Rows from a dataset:

>>

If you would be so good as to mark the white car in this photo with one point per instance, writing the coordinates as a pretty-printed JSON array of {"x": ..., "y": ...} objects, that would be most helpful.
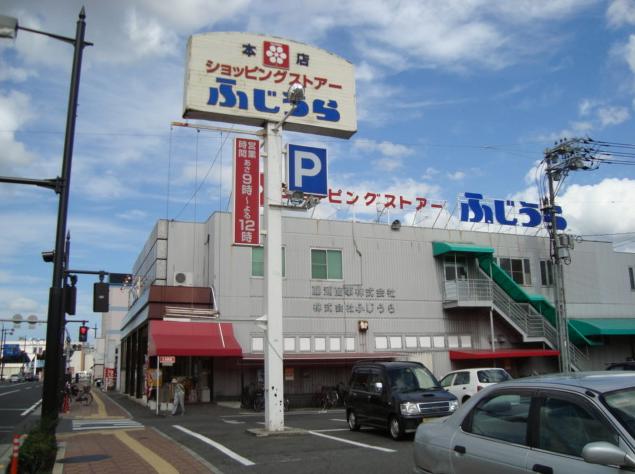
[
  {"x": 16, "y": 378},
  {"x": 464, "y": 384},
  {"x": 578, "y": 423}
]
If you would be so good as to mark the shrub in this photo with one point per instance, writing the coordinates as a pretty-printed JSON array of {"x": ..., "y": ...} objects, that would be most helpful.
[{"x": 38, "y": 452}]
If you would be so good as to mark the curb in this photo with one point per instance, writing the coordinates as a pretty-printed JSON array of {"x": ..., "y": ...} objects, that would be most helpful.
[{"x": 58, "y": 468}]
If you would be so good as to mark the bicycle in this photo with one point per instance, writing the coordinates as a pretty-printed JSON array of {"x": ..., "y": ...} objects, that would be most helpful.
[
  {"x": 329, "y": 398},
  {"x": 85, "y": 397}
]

<<
>>

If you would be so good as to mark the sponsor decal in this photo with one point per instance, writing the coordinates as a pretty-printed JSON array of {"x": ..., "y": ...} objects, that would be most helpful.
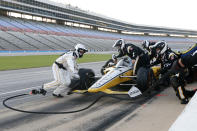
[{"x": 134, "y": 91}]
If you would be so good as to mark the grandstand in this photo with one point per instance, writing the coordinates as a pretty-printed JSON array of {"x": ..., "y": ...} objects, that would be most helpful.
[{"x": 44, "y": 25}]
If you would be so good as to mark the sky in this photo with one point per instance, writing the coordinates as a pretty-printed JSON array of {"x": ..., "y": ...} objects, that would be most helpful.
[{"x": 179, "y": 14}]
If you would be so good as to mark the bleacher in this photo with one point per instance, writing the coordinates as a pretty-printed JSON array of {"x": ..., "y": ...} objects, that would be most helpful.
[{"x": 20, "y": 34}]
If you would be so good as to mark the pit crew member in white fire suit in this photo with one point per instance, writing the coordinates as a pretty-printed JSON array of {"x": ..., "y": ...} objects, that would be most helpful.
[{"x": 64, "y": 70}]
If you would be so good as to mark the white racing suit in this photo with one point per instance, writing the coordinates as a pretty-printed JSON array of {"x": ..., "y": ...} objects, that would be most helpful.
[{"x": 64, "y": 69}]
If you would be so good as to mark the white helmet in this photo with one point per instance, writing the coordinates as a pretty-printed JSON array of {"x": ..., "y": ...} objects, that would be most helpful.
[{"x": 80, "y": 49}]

<<

JOB: Identify every line in the items above that contains the word "suit", and copy each such line in full.

REPLY:
If you would be so good as to mark the pit crew member in white fire suit in this photo with one point per instance, writing the coordinates as a pretty-printed JSON array of {"x": ..., "y": ...} objects, that would be most helpful.
If you would be so good as to mark the white racing suit in this photo with one point per instance, writing the coordinates as a pretty-printed JSON array of {"x": ..., "y": ...} objects, that would be most helpful.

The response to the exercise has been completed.